[start]

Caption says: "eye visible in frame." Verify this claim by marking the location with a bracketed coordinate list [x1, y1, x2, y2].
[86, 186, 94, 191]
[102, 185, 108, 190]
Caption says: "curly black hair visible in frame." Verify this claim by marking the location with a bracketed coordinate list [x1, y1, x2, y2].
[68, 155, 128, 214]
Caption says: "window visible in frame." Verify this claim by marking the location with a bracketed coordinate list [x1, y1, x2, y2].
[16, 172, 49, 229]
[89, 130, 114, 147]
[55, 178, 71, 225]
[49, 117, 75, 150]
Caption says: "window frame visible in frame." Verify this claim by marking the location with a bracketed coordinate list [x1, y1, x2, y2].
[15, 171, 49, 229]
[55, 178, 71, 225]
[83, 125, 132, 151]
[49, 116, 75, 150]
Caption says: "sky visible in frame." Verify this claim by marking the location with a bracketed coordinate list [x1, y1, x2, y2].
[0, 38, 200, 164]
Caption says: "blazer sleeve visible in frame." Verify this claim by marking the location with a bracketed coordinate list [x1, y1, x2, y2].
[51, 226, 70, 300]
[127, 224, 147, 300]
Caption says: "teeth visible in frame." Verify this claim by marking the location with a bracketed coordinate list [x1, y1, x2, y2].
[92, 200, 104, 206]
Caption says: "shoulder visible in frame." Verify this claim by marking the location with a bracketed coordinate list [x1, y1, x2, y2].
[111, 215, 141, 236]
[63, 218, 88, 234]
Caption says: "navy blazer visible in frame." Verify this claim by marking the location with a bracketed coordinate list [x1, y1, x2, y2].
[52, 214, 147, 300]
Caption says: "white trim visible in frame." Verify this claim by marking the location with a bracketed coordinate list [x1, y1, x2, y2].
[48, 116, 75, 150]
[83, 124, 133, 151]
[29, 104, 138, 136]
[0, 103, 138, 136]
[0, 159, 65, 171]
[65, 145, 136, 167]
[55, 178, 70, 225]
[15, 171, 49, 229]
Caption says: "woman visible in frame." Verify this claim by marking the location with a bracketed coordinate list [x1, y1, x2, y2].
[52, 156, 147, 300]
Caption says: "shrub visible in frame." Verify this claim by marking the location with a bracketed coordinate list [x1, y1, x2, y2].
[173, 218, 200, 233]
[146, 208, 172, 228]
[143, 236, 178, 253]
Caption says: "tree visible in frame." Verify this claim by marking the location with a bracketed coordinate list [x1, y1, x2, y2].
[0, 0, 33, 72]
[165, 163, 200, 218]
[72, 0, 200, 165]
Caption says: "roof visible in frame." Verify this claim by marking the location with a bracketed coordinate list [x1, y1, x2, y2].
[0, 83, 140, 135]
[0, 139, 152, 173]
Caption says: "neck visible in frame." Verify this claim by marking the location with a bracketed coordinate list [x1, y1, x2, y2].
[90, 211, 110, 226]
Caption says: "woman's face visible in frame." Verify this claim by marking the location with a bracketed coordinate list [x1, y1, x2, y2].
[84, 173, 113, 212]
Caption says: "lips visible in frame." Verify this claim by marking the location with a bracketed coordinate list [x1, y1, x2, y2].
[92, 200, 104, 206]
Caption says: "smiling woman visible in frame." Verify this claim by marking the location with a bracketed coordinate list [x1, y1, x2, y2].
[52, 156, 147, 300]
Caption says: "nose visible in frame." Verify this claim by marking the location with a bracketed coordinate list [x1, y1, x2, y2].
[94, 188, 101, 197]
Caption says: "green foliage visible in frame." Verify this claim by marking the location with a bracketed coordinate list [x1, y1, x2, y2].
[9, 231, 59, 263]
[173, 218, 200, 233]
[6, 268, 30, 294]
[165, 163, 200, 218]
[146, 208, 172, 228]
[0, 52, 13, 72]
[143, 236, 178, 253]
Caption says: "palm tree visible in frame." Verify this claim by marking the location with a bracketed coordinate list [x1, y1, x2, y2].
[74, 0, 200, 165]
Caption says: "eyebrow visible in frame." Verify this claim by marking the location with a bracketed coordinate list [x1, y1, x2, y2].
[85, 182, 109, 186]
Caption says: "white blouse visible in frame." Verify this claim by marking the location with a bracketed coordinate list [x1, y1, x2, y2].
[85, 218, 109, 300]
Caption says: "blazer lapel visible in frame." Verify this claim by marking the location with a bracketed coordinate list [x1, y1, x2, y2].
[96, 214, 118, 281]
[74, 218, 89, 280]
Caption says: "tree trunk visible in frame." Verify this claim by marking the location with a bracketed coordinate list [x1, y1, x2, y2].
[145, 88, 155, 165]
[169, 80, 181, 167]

[end]

What you have to do.
Output these records as a two-column CSV with the header row caption_request,boxes, and add one row per record holding its text and its answer. Put each value in a single quoted field, with any line breaks replaced by spaces.

Solution to this problem.
caption_request,boxes
"Caption says: ""eye visible in frame."" Verify this claim by marking the location with a bracketed coordinate list [x1, y1, x2, y2].","[86, 186, 94, 191] [102, 185, 108, 190]"
"Caption says: ""curly black hair visible in frame."" Verify this claim by marking the location with a bracketed coordinate list [x1, y1, x2, y2].","[68, 155, 128, 214]"
"Caption says: ""window visible in frame."" Verify this claim by marking the location with a bracketed coordinate list [x1, y1, x2, y2].","[16, 172, 49, 229] [89, 130, 114, 147] [55, 178, 71, 225] [49, 117, 75, 150]"
"Caption says: ""window frame visible in frame."" Verify this claim by marking the location with a bracketed coordinate list [x1, y1, x2, y2].","[15, 171, 49, 229] [55, 178, 71, 225] [83, 125, 132, 151] [49, 116, 75, 150]"
"Caption says: ""sky visible in frame."" Verify this claim by marking the location with a bracketed coordinate list [x1, y1, x2, y2].","[0, 38, 200, 164]"
"Caption says: ""blazer sleeve visible in frame."" Verify this claim by marking the location with a bracketed coordinate list [x1, y1, x2, y2].","[51, 226, 70, 300] [127, 224, 147, 300]"
"Caption says: ""teeth visible in frame."" Verify this claim by marking the location with a bracketed coordinate list [x1, y1, x2, y2].","[92, 200, 104, 206]"
"Caption says: ""shoulder visible in frame."" Verify this claim by marking the location with a bracketed coordinate list [x1, y1, x2, y2].","[111, 215, 141, 236] [63, 218, 88, 234]"
"Caption says: ""navy blazer visible in frame."" Verify this claim by marking the location with a bracketed coordinate list [x1, y1, x2, y2].","[52, 214, 147, 300]"
"Caption says: ""white trim visible in frame."" Verify this claim by marking the location with a bracketed coordinate list [x1, y1, x2, y2].","[48, 116, 75, 150] [83, 124, 133, 151] [29, 104, 138, 136] [0, 103, 138, 136] [0, 159, 65, 171] [65, 145, 136, 167] [55, 178, 70, 225] [15, 171, 49, 229]"
"Caption says: ""woman visible in frame."" Verify this claim by marking the location with a bracketed coordinate list [x1, y1, x2, y2].","[52, 156, 147, 300]"
"Caption says: ""shrub visible in frame."" Verify this claim by marking the location with a bracketed coordinate list [x1, y1, x2, y2].","[173, 218, 200, 233] [146, 208, 172, 228] [143, 236, 178, 253]"
"Caption says: ""tree visible in frame."" Verify this claim by marking the location with a bracketed coordinate list [x1, y1, x2, y2].","[0, 0, 33, 72] [165, 163, 200, 218] [72, 0, 200, 165]"
"Caption says: ""roof visible in frame."" Verify this claim by marking the location with a bracketed coordinate list [x1, y1, x2, y2].","[0, 83, 140, 135] [0, 139, 152, 173]"
"Caption says: ""neck visible in frame."" Verify this claim by marking the location with a bracketed coordinate list [x1, y1, x2, y2].","[90, 211, 110, 226]"
"Caption says: ""woman's face visible in frame."" Verify this claim by marking the location with a bracketed coordinate list [x1, y1, x2, y2].","[84, 173, 113, 212]"
"Caption says: ""lips visible in frame."" Verify this claim by marking the location with a bracketed coordinate list [x1, y1, x2, y2].","[92, 200, 104, 206]"
"Caption says: ""smiling woman visible in frame."" Verify this claim by marking the location with a bracketed coordinate list [x1, y1, x2, y2].","[52, 156, 147, 300]"
"Caption says: ""nose visible in frame."" Verify this claim by marking the location with a bracketed coordinate list [x1, y1, x2, y2].","[94, 188, 101, 197]"
"Caption says: ""green foliage visible in frame."" Verify this claim by marking the location with a bracketed coordinate list [x1, y1, x2, y2].","[9, 231, 59, 263] [173, 218, 200, 233] [6, 268, 30, 294] [165, 163, 200, 218] [146, 208, 172, 228] [0, 52, 13, 72] [143, 236, 178, 253]"
"Caption says: ""palm tree visible in frame."" Verify this claim by marking the location with a bracketed coordinate list [x1, y1, x2, y2].","[74, 0, 200, 165]"
"Caption says: ""eyebrow visible in frame."" Verify this claim by marking the location with a bracketed coordinate list [x1, y1, x2, y2].","[85, 182, 109, 186]"
"Caption says: ""white blouse visible in frame."" Verify this claim by marking the location with a bracketed coordinate list [x1, y1, x2, y2].","[85, 218, 109, 300]"
"Caption says: ""blazer lapel visible in frame."" Verify this claim by marking the location with a bracketed coordinate list [x1, y1, x2, y2].","[96, 214, 118, 281] [74, 218, 89, 280]"
"Caption says: ""tree trunk visible in frame."" Verify this claim by marking the location with a bracketed coordinate list [x1, y1, x2, y2].","[145, 88, 155, 165] [169, 80, 181, 167]"